[Source information]

····················

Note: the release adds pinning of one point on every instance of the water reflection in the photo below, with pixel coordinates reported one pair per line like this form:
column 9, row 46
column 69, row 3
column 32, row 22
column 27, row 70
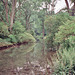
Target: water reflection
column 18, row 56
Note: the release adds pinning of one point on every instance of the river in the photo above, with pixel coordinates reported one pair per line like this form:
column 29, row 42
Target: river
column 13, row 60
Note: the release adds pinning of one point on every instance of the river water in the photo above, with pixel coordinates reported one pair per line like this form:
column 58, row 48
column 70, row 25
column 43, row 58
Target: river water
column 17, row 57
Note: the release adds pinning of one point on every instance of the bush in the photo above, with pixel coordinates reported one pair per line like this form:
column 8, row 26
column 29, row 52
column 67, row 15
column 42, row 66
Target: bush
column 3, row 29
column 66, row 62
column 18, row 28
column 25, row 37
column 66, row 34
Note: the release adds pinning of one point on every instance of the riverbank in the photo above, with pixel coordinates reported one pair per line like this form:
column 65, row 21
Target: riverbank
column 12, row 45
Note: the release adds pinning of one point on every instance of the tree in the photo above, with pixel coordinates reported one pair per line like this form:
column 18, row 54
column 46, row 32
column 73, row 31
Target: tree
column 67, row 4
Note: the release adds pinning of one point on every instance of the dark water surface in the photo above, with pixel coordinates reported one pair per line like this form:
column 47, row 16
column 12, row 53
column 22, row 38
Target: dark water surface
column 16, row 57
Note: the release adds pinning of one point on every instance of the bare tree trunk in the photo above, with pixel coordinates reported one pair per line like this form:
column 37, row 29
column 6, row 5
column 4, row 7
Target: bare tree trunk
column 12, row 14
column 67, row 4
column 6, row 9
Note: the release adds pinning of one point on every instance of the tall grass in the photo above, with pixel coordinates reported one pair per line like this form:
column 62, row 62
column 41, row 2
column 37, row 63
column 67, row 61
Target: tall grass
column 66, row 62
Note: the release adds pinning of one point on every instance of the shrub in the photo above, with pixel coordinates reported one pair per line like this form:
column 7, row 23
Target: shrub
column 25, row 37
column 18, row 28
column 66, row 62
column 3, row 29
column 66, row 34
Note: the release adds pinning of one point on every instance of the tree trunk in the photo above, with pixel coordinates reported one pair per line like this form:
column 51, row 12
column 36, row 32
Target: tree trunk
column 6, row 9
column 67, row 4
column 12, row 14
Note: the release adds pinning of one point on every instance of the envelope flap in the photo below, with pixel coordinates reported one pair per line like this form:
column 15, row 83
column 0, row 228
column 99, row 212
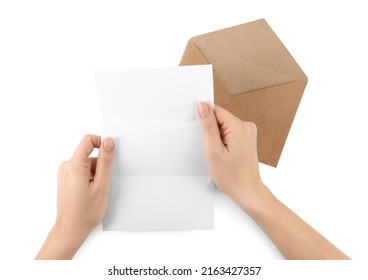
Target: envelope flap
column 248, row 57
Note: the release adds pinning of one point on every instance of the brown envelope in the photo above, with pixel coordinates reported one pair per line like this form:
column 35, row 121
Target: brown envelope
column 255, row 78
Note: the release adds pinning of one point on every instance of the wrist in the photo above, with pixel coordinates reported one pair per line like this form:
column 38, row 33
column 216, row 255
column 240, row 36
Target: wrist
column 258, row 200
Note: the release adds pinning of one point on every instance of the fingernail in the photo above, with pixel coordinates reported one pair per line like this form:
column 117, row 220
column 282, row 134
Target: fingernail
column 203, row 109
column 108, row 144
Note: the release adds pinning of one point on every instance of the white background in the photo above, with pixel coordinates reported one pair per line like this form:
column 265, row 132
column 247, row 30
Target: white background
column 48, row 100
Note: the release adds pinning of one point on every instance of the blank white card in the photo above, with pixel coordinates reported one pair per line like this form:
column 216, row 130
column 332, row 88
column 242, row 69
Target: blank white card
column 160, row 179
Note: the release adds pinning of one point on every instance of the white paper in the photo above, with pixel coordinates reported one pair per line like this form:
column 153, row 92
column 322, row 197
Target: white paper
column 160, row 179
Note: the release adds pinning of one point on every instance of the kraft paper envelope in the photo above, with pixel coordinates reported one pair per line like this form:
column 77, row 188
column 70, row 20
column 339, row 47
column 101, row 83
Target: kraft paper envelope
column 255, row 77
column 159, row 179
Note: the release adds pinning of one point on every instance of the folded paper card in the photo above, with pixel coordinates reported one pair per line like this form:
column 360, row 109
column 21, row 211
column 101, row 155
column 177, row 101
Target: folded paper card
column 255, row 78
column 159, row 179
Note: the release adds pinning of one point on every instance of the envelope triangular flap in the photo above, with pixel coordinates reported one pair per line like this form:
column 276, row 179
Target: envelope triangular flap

····················

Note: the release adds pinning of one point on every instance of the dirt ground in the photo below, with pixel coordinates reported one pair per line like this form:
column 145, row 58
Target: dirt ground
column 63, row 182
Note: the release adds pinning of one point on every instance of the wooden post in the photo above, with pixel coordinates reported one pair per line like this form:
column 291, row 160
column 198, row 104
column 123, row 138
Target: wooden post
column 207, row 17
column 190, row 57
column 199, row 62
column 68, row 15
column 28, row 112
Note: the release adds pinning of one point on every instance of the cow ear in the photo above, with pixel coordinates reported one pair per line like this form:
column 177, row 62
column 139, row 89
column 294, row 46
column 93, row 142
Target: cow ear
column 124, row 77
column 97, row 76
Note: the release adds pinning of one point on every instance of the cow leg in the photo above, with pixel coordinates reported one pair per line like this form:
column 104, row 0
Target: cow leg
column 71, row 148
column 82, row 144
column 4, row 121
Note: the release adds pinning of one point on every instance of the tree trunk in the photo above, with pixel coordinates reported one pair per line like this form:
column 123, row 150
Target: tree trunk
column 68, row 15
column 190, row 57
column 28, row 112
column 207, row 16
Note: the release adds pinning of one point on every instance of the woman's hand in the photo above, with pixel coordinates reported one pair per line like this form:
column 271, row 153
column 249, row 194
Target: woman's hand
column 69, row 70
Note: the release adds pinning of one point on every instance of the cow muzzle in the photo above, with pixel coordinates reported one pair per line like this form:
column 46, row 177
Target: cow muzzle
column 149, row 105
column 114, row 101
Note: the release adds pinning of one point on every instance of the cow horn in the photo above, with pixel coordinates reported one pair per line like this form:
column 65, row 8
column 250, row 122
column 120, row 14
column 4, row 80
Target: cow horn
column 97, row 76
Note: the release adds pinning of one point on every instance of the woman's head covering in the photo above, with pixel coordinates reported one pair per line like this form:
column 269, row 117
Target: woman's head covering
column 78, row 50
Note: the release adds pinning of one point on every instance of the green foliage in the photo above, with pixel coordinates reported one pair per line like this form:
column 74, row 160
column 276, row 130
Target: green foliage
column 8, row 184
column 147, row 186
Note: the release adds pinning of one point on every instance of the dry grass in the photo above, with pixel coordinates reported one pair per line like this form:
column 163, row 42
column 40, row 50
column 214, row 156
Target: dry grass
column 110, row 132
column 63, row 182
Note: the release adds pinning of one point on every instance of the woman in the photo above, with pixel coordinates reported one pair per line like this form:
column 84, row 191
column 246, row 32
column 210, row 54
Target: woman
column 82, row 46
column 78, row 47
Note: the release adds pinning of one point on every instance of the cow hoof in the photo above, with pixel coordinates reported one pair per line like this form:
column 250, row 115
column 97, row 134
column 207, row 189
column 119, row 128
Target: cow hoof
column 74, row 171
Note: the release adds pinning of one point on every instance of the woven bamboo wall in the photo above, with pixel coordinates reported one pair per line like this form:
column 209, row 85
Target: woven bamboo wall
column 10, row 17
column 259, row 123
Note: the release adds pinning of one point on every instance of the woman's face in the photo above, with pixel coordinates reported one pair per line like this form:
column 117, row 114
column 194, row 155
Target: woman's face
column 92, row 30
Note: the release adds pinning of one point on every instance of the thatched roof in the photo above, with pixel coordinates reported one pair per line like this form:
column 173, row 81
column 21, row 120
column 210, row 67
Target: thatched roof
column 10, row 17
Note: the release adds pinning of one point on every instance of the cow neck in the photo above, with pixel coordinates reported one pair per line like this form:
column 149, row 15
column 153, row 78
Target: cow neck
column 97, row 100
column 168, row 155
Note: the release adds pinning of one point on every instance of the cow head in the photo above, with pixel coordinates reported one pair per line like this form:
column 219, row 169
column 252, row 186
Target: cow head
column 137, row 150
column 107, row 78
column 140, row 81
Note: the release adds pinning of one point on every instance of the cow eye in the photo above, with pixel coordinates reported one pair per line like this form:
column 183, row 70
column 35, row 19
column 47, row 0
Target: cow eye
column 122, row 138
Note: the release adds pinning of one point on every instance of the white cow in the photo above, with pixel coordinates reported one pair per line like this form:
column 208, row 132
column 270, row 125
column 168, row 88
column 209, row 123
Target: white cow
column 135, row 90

····················

[Exercise description] Please give again the lines above between the line holding "column 242, row 69" and the line holding "Target: envelope triangular flap", inclusive, exactly as they are and with nothing added.

[Result for this task]
column 242, row 69
Target: blank white card
column 160, row 179
Note: the release adds pinning of one point on every instance of the white paper in the photo above, with pixel coordinates reported one pair per line like this form:
column 153, row 92
column 322, row 197
Target: white paper
column 160, row 179
Note: the release adds pinning of one point on every instance of the kraft paper envelope in the photo above, with pixel coordinates reported one pair per line like this form:
column 77, row 188
column 70, row 20
column 339, row 47
column 101, row 83
Target: kraft paper envelope
column 255, row 77
column 159, row 179
Note: the release adds pinning of one point on every instance of the folded paper card in the photo above, with pixel coordinates reported one pair per line like this form:
column 360, row 109
column 21, row 211
column 101, row 155
column 177, row 101
Target: folded paper card
column 255, row 78
column 159, row 179
Note: the release adds pinning of one point on every instance of the envelope triangular flap in the photo above, with pixel coordinates reported one pair per line like this form:
column 276, row 179
Target: envelope triangular flap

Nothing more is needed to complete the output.